» What you need to do:
Every single record needs to be restated word for word.

» Available data:
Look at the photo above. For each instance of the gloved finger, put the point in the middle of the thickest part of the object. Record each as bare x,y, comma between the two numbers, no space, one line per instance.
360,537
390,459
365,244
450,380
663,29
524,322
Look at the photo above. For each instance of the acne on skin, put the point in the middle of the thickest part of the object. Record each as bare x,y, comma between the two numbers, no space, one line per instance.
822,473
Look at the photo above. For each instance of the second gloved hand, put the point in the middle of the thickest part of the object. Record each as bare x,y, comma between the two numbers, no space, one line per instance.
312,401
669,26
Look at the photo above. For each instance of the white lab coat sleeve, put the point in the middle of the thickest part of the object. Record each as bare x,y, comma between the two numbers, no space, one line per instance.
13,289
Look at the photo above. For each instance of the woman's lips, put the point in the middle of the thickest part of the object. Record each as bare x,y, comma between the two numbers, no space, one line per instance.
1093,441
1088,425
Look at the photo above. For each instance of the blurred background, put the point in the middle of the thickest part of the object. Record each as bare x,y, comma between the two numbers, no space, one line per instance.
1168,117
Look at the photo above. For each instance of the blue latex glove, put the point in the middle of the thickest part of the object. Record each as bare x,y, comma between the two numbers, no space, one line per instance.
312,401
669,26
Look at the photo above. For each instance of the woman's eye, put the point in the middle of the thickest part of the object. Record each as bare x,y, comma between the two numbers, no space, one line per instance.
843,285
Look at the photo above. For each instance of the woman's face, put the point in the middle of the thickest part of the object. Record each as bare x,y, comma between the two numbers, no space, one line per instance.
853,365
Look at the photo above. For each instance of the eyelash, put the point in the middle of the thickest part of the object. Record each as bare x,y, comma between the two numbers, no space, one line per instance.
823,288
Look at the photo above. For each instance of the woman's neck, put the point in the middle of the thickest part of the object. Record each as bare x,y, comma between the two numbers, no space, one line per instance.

» Task answer:
Look at the photo above. For each instance of the gloved finger, put the point in the middle of the thickest part of the object. Record each as bare x,y, comma between the two numbers, no space, one line per instance.
360,537
390,459
365,244
450,380
663,29
524,322
Look at the photo above. For each instance of the acne on skin, put the point in the middle of the thickest part of the object. Record each as bare x,y, comma between the two numbers, no space, one line per instance.
822,473
Look at the photo above. For each instance of the second gloved hand, put the point in the middle of the thickest part of the object. Record each as bare x,y, comma between the two numbers, no space, one line per instance.
312,401
669,26
Look at the photo above. For each instance of the white lab coat sleeve, put the point in the middle of the thickest part of the object. Record each as bare x,y, comma between the two numbers, no space, one line per instance.
13,289
Look at the photo above. For each instance of the woman's lips, put the point in the middle of the thickest part of the object. Record each as bare x,y, comma between the two numbers, no space, one line per instance.
1093,441
1088,425
Look at the photo above. For each instance of the blurred background, put the point in the middle of the thickest part of the object. Record each as bare x,y, comma between the two numbers, no space, one line per instance.
1168,117
Look at the photo above. For each instance of the blue latex glove, put the point in the middle of the thickest part of the object. Record each as bare x,y, comma between the two numbers, no space, one line per instance.
312,401
669,26
Look at the photo above. For each instance of the woman's eye, put the point in the middle of the thickest part of the object. Record each as bare x,y, comma between the two numbers, no space, one line per instance.
843,285
Look at the photo above. For each instance of the woman's face, put the point in the middle of the thickest part of the object. Record each as bare x,y, comma between the two numbers, no space, one line per instance.
853,365
Look at the photo above. For each instance of the eyelash, put the point in the middle of the thickest part of the object. Record each as bare x,y, comma between the two numbers, no space, one line per instance.
823,288
Look at the photo above. For each instance of the woman's neck, put the point in the middle of the thickest part of the object. Record each as bare x,y, comma between the two numbers, no space, one line per instance.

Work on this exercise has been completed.